__Selected excerpt__.
────────────────────────────────────────
Well, http://utf8everywhere.org/ seems to say byte-level truncation is the way to go (says code-unit truncation but in the case of UTF8 that is a byte, so same thing). And I won't argue with that as the author knows much much more about UTF8 than I do :)
Aside from truncation we'll need recommendation on what to do when exporting to something that only supports ASCII. Like what should the Prometheus exporter do for utf8 metric names that go beyond the ascii characters?
Maybe make the requirement/suggestion that such characters are replaced by _?
So that 流量 becomes __? Does not sound very helpful. We could use urlencoding to at least avoid introducing collisions. But I guess there is only so much we can do for ASCII-only systems.
Ah yea, good point about conflicts, I was thinking specifically about Prometheus which doesn't simply limit to ascii but to [a-zA-Z_:][a-zA-Z0-9_:]* so url encoding wouldn't be an option.
I guess in the case of a system that allows all of ascii we could suggest url encoding and for something like Prometheus we could have our own form of url encoding? As in, instead of % use : which appears to be allowed in Prometheus string.
────────────────────────────────────────
__Extracted material__.

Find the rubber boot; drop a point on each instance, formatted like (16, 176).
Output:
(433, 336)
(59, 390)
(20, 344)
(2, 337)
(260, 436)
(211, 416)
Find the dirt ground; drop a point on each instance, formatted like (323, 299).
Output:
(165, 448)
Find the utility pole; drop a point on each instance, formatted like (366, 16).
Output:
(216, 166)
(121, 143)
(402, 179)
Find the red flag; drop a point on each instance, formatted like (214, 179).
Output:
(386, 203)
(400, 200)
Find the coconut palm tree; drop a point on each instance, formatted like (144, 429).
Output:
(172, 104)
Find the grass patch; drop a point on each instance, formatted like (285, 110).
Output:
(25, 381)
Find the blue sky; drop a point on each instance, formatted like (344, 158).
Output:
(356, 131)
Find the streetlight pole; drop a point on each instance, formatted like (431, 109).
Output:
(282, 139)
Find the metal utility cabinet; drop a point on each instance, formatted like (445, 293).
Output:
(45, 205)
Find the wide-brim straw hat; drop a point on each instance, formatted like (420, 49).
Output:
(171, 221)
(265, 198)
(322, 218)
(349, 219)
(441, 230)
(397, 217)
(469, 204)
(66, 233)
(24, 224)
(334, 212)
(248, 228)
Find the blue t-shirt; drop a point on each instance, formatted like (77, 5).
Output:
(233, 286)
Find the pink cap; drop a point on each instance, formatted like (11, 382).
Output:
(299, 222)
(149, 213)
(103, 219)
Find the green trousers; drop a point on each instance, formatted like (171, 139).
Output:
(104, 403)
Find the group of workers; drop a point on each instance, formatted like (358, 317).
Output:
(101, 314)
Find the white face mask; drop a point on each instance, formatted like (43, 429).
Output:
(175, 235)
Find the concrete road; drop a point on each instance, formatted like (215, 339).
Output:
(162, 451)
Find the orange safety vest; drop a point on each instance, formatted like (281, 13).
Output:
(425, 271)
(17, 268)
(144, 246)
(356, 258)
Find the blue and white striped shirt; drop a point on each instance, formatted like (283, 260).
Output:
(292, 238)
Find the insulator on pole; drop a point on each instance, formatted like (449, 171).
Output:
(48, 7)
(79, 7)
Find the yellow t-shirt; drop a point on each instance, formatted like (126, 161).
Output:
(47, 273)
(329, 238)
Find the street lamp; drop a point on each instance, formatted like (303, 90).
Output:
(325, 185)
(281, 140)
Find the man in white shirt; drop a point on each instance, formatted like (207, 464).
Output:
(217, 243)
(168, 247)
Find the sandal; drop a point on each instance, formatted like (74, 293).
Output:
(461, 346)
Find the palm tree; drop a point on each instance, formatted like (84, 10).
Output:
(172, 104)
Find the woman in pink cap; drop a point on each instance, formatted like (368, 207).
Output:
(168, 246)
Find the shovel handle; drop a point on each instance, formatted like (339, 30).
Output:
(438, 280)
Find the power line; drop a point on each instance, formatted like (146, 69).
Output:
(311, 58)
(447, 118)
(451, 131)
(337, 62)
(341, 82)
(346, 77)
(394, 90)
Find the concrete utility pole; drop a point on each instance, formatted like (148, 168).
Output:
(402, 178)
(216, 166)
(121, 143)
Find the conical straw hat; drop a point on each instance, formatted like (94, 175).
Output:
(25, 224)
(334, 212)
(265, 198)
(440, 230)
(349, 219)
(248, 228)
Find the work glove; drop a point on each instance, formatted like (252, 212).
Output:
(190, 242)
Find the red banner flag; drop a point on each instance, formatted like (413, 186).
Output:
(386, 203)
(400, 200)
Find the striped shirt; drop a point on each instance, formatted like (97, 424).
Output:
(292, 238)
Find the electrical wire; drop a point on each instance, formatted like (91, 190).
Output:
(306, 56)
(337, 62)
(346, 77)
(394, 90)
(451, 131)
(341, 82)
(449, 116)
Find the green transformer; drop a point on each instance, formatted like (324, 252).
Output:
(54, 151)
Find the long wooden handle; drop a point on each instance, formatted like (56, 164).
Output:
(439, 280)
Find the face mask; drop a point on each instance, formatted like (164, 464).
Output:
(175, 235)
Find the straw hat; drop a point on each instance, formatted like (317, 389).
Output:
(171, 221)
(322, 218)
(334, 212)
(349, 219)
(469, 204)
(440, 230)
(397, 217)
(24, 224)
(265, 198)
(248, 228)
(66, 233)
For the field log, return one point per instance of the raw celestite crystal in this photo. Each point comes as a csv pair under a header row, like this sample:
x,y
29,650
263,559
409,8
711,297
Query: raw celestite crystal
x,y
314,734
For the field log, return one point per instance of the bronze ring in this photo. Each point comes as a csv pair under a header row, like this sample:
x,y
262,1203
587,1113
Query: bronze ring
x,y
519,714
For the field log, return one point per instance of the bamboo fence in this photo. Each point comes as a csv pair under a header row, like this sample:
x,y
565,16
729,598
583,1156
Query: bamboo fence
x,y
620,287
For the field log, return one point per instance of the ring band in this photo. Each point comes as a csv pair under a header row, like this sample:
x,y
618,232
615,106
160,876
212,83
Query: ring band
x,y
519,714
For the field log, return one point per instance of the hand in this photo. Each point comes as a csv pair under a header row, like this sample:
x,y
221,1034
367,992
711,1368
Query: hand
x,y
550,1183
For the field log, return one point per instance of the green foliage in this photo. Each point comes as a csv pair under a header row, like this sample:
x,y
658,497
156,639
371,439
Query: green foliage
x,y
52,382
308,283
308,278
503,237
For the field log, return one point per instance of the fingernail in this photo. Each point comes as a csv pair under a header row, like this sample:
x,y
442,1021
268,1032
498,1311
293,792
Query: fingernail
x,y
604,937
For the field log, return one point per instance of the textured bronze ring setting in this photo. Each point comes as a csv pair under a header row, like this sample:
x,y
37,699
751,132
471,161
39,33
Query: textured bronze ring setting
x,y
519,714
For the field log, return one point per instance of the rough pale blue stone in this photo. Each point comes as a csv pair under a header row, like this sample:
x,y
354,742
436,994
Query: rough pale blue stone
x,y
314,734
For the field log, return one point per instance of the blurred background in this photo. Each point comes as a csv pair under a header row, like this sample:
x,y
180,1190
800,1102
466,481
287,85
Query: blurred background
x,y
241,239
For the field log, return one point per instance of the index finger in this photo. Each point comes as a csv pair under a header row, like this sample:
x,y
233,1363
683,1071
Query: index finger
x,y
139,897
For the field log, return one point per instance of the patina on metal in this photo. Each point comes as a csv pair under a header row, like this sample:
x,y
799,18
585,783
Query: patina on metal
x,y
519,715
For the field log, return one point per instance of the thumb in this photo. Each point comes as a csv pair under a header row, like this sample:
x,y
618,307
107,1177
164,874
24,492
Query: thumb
────────────────────────────────────────
__Task instructions__.
1/ From the UTF-8 naming discussion above, extract everything from "Aside from truncation" down to "the ascii characters?".
2/ According to the UTF-8 naming discussion, which character is proposed in place of % for a Prometheus-specific form of URL encoding?

__Answers for the exercise__.
1/
Aside from truncation we'll need recommendation on what to do when exporting to something that only supports ASCII. Like what should the Prometheus exporter do for utf8 metric names that go beyond the ascii characters?

2/ The colon (:).